> **WORK REQUIRED**
Render every line of the material below as a numbered list, omitting blank lines and leaving out the pictures.

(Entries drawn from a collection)
▬▬▬▬▬▬▬▬▬▬

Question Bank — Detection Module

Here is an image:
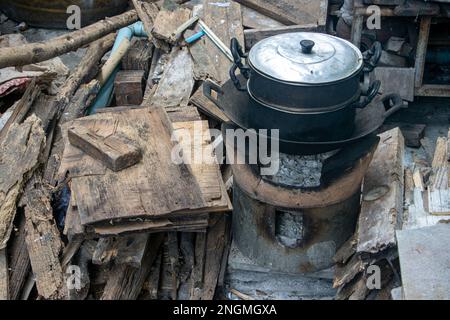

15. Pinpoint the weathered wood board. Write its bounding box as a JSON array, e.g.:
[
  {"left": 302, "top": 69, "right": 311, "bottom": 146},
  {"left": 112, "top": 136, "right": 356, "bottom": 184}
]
[
  {"left": 63, "top": 108, "right": 205, "bottom": 225},
  {"left": 190, "top": 0, "right": 244, "bottom": 84},
  {"left": 428, "top": 131, "right": 450, "bottom": 216},
  {"left": 236, "top": 0, "right": 328, "bottom": 25},
  {"left": 357, "top": 128, "right": 404, "bottom": 253}
]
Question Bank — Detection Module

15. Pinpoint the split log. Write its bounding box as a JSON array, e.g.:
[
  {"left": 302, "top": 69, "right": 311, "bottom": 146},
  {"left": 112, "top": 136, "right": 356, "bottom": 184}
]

▬▬▬▬▬▬▬▬▬▬

> **ANSWER TO THE PROBLEM**
1. Question Bank — Detection Module
2. Here is an image:
3. 15. Pinpoint the weathered wood board. Write its bounding box as a JSON array, e.g.:
4. [
5.   {"left": 302, "top": 69, "right": 311, "bottom": 146},
6.   {"left": 112, "top": 136, "right": 356, "bottom": 184}
7. ]
8. [
9.   {"left": 63, "top": 108, "right": 205, "bottom": 225},
10.   {"left": 190, "top": 0, "right": 244, "bottom": 84},
11.   {"left": 428, "top": 131, "right": 450, "bottom": 216},
12.   {"left": 236, "top": 0, "right": 328, "bottom": 25},
13.   {"left": 357, "top": 128, "right": 404, "bottom": 253}
14. ]
15. Question Bank — Detection Module
16. 15. Pinpoint the split log. Write its bounding box as a JSON array, e.g.:
17. [
18.   {"left": 302, "top": 69, "right": 311, "bottom": 146},
19.   {"left": 112, "top": 136, "right": 356, "bottom": 184}
20. ]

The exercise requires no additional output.